• Source material:
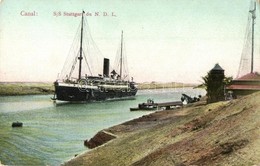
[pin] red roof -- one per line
(250, 76)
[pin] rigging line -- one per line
(73, 66)
(246, 40)
(87, 63)
(92, 40)
(72, 47)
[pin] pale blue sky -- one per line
(166, 40)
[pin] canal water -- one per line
(54, 133)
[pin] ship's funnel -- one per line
(106, 67)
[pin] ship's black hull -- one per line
(74, 93)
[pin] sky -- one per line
(165, 40)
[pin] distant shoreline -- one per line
(45, 88)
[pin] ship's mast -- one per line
(121, 55)
(253, 29)
(80, 51)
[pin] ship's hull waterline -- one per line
(76, 92)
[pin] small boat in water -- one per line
(148, 106)
(17, 124)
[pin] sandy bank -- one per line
(223, 133)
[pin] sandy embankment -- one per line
(223, 133)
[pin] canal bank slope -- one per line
(223, 133)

• Work task: Output every entry word for word, but omit the pictures.

• Solution to this task:
[pin] red roof -- one per line
(250, 76)
[pin] rigging line -- one per line
(73, 66)
(246, 40)
(87, 63)
(92, 40)
(72, 47)
[pin] pale blue sky -- one per line
(166, 40)
[pin] canal water -- one per line
(54, 133)
[pin] ship's funnel -- one per line
(106, 67)
[pin] ship's black hull -- one per line
(74, 93)
[pin] sky -- one per line
(165, 40)
[pin] distant shoreline -- one per line
(45, 88)
[pin] ship's mast -- one per line
(121, 55)
(253, 29)
(80, 51)
[pin] ship's hull waterline -- one per line
(76, 92)
[pin] small boat in water -- one per line
(148, 106)
(17, 124)
[pin] sandy bank -- one per line
(223, 133)
[pin] sandy embankment -- one per line
(223, 133)
[pin] canal bank slope -- one per line
(223, 133)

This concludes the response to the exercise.